1. What it is and how it is made
Wood's lamp, or Black light is a particular light source that almost entirely emits long-wave electromagnetic ultraviolet radiation. It consists of a particular filter that only allows the passage of a narrow range of light types. This gives the lamp the characteristic dark color, which blocks almost all visible light, allowing the passage of ultraviolet rays.
2. PRINCIPLE OF ACTION AND APPLICATIONS
This device converts the ultraviolet radiation into visible radiation to the human eye due to the phenomenon of fluorescence or phosphorescence. In fact, if hit by these waves, some materials reflect visible light and light up. It is thus possible to highlight things that otherwise would not be visible. This makes Wood's lamps very useful and protagonists in many fields. Applications range from microbiology, to areas such as restoration, philately, but also to the important medical field.

WORK ORDER
Proceed with the Wood's lamp text from the point it reaches, starting after its last sentence. The rows after this point were taken from a separate source.

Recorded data

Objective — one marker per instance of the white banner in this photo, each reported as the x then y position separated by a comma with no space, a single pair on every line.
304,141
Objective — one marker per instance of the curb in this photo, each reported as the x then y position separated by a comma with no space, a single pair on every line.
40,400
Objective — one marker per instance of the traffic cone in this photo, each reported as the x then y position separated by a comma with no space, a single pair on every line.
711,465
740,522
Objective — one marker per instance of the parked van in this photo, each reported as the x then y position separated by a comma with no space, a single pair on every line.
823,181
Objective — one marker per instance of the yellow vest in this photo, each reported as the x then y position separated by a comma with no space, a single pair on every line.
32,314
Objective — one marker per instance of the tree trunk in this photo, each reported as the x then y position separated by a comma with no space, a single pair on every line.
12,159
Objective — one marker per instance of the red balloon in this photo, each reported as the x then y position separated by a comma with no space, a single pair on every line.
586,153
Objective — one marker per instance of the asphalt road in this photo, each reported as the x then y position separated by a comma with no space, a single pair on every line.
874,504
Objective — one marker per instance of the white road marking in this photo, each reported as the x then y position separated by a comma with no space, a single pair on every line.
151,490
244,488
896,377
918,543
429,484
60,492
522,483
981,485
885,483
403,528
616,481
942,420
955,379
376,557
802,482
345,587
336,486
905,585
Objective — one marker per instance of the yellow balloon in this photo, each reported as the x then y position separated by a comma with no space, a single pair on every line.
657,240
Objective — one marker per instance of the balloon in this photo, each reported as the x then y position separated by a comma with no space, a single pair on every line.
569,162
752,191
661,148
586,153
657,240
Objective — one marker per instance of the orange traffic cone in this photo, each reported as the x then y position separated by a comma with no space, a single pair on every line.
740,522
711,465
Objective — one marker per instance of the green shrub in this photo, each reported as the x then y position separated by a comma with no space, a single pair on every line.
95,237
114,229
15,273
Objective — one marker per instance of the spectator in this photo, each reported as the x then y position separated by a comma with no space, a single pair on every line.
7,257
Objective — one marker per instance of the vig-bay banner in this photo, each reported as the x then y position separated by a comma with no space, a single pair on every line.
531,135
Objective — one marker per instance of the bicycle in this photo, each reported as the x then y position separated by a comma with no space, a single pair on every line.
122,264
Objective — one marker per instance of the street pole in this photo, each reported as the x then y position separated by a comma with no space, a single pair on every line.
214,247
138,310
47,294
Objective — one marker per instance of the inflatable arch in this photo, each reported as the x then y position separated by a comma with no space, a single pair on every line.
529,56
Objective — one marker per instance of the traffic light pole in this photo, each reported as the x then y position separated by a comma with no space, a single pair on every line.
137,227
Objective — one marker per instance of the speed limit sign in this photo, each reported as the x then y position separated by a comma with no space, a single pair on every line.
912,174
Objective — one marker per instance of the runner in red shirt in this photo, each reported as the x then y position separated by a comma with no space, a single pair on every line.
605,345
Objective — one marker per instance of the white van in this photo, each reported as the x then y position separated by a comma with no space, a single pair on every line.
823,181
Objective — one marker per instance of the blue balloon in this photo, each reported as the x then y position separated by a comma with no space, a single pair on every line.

OUTPUT OF THE TASK
3. USE IN DERMATOLOGY
In dermatology this lamp is helpful in identifying skin conditions. It allows to highlight various disorders such as superficial fungal infections, bacterial infections, acne vulgaris, porphyria. One of its main uses is related to the diagnosis for pigmentation disorders.
4. HOW THE DERMATOLOGICAL EXAMINATION IS CONDUCTED WITH THIS TOOL
The examination with Wood's lamp must be carried out in a dark room in order to be able to better assess the presence of fluorescence. The light is directed on what is to be inspected at a small distance from the skin. The diagnosis derives from the accurate observation of the fluorescent areas and the type of margins that characterize them, by the dermatologist.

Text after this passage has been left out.